Work to do> Please count the lines in the two blocks below that contain the string "umbrella", treating uppercase and lowercase as different. Give only the number.
=== Records for the task ===
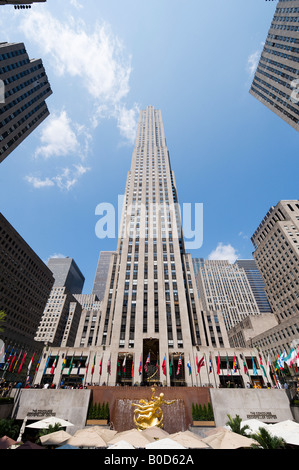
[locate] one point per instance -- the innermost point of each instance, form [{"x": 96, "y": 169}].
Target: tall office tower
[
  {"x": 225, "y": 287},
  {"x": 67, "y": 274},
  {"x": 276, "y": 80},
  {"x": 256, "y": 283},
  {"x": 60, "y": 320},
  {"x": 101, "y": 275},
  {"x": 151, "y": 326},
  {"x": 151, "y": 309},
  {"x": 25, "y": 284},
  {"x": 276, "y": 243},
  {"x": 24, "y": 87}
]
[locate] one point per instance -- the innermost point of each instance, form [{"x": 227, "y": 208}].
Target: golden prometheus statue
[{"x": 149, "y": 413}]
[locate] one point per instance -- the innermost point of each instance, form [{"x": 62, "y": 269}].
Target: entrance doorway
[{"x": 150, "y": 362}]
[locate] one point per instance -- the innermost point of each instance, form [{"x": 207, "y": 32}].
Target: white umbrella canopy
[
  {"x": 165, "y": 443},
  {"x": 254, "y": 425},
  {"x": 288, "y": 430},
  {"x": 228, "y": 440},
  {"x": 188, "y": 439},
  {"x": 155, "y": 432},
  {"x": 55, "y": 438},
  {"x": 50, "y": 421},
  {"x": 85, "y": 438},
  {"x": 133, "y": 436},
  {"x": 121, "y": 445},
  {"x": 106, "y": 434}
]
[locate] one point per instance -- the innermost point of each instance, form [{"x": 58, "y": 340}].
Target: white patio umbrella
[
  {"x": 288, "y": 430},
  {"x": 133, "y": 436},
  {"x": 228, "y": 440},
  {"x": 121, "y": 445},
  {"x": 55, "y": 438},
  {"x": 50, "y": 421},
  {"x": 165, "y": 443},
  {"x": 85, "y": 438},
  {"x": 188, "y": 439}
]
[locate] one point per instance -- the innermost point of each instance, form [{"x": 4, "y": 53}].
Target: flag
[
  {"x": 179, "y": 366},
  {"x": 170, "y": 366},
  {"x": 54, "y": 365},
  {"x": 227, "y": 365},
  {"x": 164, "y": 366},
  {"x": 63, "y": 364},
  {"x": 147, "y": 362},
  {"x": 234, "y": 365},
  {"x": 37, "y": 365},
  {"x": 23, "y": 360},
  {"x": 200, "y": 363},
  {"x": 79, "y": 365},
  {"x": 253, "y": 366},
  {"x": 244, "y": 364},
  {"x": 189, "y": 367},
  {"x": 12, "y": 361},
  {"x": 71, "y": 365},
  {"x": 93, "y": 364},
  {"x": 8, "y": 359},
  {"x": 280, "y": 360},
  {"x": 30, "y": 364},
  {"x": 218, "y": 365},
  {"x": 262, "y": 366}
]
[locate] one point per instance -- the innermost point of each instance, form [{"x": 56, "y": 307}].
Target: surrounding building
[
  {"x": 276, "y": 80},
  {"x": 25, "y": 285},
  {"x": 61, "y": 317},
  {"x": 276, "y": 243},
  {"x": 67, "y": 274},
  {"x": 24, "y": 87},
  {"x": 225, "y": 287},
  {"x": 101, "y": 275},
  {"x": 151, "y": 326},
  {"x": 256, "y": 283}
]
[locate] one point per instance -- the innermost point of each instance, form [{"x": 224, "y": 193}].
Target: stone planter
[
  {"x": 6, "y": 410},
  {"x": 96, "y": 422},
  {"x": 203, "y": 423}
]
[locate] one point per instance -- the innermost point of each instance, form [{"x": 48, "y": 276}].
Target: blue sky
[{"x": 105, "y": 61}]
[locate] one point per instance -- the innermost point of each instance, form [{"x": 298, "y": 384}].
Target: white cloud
===
=== Records for the task ===
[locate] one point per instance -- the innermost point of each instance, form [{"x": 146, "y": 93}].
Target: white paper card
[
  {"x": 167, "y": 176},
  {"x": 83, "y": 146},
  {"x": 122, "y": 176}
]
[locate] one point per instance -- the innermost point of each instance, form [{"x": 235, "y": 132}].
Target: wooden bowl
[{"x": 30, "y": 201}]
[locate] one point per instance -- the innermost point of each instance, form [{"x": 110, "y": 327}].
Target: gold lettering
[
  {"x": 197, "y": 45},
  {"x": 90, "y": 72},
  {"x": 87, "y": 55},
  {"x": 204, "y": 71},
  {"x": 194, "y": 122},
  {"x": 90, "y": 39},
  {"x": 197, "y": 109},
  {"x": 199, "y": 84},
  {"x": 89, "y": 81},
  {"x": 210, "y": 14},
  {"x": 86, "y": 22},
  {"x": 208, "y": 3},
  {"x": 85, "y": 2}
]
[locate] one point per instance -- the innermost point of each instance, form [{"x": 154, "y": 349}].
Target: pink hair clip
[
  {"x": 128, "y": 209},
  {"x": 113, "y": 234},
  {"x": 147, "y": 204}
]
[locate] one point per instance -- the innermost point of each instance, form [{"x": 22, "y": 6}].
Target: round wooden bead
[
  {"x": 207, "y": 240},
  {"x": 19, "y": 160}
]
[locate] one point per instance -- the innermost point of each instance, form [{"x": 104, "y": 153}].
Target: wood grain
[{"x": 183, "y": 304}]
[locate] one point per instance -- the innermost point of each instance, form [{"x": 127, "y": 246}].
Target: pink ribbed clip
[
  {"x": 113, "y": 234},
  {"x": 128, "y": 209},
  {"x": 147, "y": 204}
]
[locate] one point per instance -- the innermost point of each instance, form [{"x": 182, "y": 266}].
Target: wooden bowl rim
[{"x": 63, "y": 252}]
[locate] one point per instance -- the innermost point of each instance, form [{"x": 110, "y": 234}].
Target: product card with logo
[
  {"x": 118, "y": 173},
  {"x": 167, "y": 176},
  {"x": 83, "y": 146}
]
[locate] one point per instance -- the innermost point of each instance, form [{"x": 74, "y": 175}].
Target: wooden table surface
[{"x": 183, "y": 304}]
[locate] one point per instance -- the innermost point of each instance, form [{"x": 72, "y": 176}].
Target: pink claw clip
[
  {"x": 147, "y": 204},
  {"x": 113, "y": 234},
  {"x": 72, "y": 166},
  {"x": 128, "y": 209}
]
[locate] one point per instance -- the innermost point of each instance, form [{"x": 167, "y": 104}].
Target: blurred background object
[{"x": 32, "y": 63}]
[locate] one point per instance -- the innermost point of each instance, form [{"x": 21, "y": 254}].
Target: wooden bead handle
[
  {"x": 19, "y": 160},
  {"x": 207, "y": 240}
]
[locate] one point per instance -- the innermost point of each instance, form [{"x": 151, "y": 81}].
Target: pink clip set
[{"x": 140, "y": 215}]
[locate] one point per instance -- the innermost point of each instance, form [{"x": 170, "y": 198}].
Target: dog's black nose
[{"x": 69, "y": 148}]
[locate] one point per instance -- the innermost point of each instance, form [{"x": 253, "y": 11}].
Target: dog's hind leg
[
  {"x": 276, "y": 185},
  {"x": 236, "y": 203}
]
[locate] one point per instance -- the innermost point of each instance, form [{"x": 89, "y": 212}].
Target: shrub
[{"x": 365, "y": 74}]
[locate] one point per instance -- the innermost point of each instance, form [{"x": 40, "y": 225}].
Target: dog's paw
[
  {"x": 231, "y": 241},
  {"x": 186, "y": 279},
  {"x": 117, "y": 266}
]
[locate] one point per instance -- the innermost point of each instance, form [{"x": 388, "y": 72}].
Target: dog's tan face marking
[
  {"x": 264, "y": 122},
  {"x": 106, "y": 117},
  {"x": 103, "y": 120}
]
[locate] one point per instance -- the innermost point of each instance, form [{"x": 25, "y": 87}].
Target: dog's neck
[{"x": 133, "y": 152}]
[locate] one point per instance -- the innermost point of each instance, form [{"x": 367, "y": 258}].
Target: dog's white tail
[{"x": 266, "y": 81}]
===
Expected answer> 2